(RECORDS SHOWN)

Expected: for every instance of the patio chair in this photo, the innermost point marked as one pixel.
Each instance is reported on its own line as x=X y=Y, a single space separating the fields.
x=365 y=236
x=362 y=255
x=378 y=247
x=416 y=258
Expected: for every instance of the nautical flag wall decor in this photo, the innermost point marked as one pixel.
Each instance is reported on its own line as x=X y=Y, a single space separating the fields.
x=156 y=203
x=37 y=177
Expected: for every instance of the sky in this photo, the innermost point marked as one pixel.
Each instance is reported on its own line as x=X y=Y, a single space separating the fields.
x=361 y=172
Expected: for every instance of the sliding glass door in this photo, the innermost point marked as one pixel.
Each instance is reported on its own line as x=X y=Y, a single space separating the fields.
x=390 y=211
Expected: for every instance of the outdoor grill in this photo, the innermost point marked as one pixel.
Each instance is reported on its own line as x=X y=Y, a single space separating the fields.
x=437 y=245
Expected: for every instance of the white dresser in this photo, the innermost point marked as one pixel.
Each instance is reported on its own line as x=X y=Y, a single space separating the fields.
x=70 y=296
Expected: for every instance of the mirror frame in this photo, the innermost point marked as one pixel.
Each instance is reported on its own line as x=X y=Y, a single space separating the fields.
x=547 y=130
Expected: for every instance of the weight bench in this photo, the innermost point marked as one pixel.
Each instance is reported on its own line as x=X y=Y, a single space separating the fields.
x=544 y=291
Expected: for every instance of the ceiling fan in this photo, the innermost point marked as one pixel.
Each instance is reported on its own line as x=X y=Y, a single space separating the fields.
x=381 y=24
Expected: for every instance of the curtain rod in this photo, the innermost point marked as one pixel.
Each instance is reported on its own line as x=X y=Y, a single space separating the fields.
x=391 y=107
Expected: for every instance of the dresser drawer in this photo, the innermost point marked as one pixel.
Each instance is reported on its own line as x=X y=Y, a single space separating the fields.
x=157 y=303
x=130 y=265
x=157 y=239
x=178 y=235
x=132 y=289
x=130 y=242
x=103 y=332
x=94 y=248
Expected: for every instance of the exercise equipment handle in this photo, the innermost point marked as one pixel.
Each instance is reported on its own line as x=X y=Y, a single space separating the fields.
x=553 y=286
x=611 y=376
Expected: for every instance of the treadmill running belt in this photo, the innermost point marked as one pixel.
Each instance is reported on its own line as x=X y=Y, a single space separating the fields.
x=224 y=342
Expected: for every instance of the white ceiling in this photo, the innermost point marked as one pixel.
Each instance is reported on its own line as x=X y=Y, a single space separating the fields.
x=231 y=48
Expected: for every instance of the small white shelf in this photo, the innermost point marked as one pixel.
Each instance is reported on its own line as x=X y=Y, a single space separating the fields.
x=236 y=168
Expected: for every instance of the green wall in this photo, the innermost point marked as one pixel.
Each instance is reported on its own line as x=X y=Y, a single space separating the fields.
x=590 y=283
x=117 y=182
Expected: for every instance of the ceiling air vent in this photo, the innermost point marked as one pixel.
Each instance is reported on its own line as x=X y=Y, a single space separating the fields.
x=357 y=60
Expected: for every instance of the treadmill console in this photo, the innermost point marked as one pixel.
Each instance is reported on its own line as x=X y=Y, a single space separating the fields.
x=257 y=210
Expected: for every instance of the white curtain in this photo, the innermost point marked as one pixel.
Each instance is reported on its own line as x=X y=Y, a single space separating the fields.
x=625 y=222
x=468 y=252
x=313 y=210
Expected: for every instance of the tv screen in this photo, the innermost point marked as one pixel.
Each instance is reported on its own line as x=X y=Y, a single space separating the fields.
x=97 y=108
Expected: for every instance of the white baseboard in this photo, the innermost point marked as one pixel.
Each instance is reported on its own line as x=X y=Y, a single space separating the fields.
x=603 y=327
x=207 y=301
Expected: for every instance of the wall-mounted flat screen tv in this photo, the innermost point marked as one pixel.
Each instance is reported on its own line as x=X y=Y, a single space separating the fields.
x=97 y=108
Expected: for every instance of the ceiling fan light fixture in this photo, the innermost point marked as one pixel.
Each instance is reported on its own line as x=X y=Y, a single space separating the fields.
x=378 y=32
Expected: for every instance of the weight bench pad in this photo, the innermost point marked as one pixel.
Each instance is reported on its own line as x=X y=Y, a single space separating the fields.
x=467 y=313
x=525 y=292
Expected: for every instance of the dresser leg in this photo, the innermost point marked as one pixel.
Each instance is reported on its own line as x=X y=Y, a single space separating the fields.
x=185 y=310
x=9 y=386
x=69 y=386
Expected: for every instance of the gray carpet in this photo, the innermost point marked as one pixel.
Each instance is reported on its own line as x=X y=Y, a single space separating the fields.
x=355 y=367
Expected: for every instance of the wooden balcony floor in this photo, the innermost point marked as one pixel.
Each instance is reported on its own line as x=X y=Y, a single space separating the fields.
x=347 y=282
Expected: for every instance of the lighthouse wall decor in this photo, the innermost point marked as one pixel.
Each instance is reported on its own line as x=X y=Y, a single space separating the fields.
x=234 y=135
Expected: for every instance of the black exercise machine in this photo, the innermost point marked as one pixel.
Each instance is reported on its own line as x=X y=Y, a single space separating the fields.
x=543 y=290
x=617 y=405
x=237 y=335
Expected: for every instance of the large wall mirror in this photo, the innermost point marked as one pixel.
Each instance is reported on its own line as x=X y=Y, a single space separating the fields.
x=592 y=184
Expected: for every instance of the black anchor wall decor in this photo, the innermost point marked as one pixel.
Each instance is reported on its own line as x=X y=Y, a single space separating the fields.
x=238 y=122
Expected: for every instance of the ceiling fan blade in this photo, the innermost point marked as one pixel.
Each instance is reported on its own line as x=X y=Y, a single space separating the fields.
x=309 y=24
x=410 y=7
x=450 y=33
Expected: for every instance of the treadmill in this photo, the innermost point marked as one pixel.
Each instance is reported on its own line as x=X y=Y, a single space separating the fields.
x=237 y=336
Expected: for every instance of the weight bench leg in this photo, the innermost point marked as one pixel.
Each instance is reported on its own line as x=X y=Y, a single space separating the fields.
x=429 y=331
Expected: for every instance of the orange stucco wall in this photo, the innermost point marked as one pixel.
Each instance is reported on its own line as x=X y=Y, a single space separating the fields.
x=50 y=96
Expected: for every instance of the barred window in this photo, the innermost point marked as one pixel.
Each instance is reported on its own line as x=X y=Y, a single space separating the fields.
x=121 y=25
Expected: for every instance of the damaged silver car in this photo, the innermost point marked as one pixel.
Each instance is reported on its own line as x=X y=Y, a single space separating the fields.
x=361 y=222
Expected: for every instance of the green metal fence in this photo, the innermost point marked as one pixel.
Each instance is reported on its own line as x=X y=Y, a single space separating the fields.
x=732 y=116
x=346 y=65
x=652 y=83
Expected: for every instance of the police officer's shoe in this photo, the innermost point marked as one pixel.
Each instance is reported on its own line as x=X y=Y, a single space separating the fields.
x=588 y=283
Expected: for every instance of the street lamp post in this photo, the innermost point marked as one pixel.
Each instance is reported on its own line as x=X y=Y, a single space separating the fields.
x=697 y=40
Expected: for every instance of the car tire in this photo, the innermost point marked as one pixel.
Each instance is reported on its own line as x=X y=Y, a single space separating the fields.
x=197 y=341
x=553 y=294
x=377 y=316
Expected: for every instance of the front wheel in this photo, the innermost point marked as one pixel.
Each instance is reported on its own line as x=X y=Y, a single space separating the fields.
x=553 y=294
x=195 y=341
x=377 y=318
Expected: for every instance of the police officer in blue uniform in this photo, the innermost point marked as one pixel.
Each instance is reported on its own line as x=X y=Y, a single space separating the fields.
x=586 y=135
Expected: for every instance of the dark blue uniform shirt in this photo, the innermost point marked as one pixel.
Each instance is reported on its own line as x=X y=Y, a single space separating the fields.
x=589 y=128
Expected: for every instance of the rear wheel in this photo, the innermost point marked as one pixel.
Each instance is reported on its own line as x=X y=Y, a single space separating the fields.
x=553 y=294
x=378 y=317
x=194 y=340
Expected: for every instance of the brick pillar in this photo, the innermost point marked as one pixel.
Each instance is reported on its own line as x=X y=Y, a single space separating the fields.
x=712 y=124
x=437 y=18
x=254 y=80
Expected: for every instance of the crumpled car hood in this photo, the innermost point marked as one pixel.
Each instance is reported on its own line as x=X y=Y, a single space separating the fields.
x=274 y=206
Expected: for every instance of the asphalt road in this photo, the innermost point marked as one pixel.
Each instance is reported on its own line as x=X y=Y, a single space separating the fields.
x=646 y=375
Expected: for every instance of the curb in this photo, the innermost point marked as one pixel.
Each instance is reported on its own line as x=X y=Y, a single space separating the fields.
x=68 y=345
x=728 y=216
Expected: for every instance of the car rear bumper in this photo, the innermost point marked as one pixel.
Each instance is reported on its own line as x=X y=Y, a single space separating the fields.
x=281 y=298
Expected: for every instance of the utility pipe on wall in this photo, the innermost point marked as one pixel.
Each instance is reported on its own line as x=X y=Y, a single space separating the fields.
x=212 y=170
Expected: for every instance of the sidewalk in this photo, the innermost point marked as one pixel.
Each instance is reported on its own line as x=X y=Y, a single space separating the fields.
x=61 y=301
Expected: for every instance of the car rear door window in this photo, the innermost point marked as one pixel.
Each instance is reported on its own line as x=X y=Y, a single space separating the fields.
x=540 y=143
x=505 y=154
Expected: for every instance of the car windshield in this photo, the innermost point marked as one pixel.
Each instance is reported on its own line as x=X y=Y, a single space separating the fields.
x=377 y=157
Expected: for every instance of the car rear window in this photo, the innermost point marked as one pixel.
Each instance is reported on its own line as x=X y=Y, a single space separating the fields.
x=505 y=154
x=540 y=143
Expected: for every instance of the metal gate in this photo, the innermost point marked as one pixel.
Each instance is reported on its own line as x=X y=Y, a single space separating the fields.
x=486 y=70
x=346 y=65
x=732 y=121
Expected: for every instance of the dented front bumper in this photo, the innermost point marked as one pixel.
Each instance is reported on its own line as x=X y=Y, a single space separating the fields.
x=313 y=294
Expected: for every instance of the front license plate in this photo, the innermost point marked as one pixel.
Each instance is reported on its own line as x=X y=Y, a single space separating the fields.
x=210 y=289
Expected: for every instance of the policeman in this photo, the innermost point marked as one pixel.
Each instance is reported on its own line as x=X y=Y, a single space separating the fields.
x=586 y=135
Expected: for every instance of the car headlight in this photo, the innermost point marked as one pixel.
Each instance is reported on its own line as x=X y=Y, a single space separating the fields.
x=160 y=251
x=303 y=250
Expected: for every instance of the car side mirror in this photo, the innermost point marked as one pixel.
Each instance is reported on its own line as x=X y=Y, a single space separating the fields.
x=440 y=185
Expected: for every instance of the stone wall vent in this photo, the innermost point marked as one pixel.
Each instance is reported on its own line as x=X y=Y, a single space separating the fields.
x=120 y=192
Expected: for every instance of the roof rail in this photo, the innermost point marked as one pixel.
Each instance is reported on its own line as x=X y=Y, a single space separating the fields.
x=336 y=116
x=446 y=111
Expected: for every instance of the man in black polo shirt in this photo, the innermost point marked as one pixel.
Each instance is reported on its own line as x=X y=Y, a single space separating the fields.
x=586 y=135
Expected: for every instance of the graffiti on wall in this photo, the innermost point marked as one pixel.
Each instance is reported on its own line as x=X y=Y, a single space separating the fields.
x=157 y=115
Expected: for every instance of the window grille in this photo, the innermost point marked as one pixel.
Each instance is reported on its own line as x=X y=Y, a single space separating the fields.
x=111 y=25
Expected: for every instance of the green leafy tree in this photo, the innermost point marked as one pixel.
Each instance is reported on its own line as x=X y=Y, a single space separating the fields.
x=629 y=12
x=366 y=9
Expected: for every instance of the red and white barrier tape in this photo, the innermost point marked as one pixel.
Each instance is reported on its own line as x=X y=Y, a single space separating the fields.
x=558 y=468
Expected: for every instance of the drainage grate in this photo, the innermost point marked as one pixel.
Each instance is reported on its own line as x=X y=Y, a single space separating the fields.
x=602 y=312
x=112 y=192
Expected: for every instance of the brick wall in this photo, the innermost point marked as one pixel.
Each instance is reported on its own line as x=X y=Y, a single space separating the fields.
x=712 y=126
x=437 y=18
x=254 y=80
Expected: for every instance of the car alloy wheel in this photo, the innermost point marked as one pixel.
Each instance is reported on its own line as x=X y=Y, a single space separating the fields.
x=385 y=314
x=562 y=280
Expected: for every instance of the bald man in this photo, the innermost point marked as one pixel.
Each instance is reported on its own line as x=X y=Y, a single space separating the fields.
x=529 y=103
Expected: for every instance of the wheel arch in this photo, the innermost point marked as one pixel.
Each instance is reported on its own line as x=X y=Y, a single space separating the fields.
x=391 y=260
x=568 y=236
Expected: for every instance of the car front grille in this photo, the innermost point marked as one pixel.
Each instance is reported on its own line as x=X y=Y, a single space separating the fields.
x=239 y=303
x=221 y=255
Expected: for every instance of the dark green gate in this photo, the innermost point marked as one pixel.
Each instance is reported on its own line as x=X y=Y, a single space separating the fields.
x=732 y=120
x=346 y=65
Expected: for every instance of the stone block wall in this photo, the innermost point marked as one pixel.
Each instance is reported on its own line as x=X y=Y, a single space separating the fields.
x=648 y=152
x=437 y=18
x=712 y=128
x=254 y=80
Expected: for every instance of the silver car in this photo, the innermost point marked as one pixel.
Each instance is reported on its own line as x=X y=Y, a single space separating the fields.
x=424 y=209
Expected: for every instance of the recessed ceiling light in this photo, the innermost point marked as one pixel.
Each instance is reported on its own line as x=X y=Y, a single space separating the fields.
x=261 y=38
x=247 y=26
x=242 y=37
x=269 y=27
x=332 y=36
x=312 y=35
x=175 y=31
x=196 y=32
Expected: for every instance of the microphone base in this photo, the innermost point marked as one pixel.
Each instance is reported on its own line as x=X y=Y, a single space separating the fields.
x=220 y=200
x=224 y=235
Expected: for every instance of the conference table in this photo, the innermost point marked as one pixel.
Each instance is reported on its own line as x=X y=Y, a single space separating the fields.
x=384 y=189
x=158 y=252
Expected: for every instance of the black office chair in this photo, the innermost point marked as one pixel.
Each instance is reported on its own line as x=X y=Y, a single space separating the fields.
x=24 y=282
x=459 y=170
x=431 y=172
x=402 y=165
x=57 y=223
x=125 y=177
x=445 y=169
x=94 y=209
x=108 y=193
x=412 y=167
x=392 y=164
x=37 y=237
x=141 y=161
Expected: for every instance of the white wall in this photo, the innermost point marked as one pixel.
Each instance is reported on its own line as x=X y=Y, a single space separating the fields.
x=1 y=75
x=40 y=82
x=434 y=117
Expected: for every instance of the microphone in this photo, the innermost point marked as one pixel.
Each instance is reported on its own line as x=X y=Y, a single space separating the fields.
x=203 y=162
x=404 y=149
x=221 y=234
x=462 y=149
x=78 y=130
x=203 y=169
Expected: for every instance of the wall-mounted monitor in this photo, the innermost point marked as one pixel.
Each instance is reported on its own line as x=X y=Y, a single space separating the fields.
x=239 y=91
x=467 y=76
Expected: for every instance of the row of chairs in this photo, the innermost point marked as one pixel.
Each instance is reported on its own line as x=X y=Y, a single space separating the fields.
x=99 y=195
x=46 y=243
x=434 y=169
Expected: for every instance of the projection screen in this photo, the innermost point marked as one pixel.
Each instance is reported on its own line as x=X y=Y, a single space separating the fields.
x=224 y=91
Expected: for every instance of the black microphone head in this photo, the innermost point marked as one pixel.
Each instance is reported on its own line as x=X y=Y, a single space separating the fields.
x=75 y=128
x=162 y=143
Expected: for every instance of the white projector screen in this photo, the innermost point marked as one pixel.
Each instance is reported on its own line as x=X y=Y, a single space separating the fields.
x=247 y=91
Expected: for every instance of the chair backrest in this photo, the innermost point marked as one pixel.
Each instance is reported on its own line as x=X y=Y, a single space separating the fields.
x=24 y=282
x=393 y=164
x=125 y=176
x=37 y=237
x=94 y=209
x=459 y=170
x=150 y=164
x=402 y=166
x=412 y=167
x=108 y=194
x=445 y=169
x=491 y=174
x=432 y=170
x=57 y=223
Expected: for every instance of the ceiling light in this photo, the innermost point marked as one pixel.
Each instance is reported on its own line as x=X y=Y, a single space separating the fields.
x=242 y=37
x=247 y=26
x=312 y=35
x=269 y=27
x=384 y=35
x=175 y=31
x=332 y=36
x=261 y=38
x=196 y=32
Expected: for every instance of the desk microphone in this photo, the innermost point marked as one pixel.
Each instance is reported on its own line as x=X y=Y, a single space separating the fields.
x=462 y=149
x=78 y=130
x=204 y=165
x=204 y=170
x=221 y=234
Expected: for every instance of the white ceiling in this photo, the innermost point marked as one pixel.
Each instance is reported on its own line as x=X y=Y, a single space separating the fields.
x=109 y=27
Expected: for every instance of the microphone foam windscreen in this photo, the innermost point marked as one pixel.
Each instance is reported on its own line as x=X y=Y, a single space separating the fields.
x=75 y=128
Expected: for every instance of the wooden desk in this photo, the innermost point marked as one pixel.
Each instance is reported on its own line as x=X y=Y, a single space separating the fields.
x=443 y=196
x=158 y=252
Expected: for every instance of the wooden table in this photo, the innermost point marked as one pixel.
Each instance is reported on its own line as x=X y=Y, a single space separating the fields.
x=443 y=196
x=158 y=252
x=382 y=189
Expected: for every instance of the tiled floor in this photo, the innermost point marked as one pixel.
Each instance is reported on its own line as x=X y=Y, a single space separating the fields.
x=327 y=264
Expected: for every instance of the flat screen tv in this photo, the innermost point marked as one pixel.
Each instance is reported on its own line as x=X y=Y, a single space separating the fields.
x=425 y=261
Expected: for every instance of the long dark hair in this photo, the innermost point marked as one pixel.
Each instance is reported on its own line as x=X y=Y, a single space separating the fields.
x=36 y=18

(End RECORDS SHOWN)

- **EXERCISE REQUIREMENTS**
From the data above, copy out every line with the string "treadmill" in it.

- **EXPECTED OUTPUT**
Expected: for every instance of the treadmill running belt in this photo, the innermost point marked as one pixel.
Expected: for every instance of the treadmill console in this photo, the innermost point marked as one pixel.
Expected: for every instance of the treadmill in this photo, the innermost point marked as one pixel.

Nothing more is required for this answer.